• _Available records_:
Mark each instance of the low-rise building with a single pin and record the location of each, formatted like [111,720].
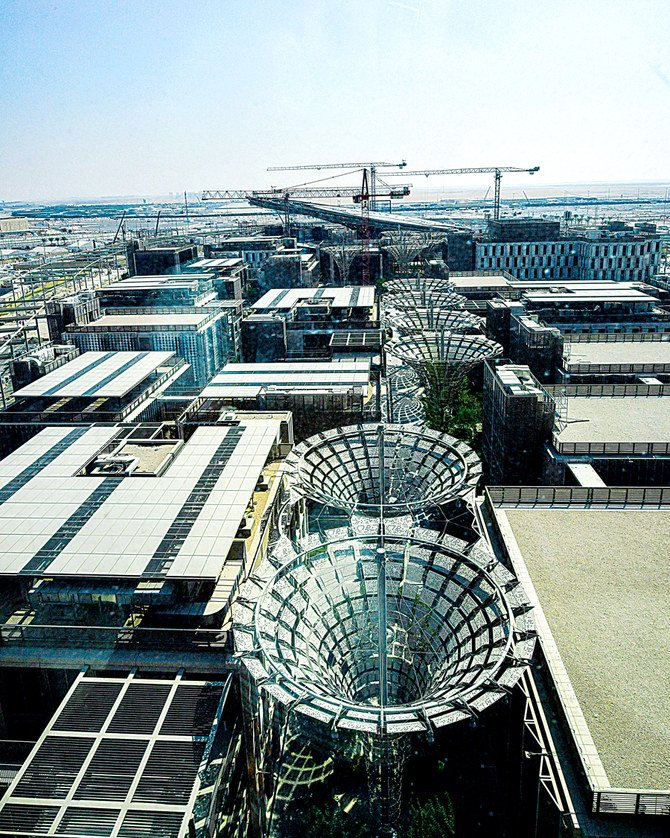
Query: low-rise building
[593,561]
[319,394]
[198,335]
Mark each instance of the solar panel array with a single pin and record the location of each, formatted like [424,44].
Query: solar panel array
[121,756]
[96,375]
[178,525]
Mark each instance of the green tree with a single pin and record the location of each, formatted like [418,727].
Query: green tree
[434,818]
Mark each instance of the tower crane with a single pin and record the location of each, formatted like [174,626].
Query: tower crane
[356,193]
[496,171]
[372,168]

• _Your task_: Rewrite all of the records above with every "pin" changed to "marker" and nothing else altered, leaving the pictures out.

• _Task output_:
Mark each instance of the low-rise building with a single marker and record the location of each, formatted like [111,720].
Query: low-rise building
[593,561]
[319,394]
[198,335]
Mark each instance of the solar panel array with a single marker and record the location of each, formatted like [424,44].
Query: solar panel array
[121,756]
[96,375]
[178,525]
Mark each instance of the green tree with a single marker and record the location of each, formatted like [418,727].
Query: green tree
[434,818]
Mark each instance of the tower crane with a single marker and record the location of each, formatted like [174,626].
Query: tower crane
[356,193]
[496,171]
[372,168]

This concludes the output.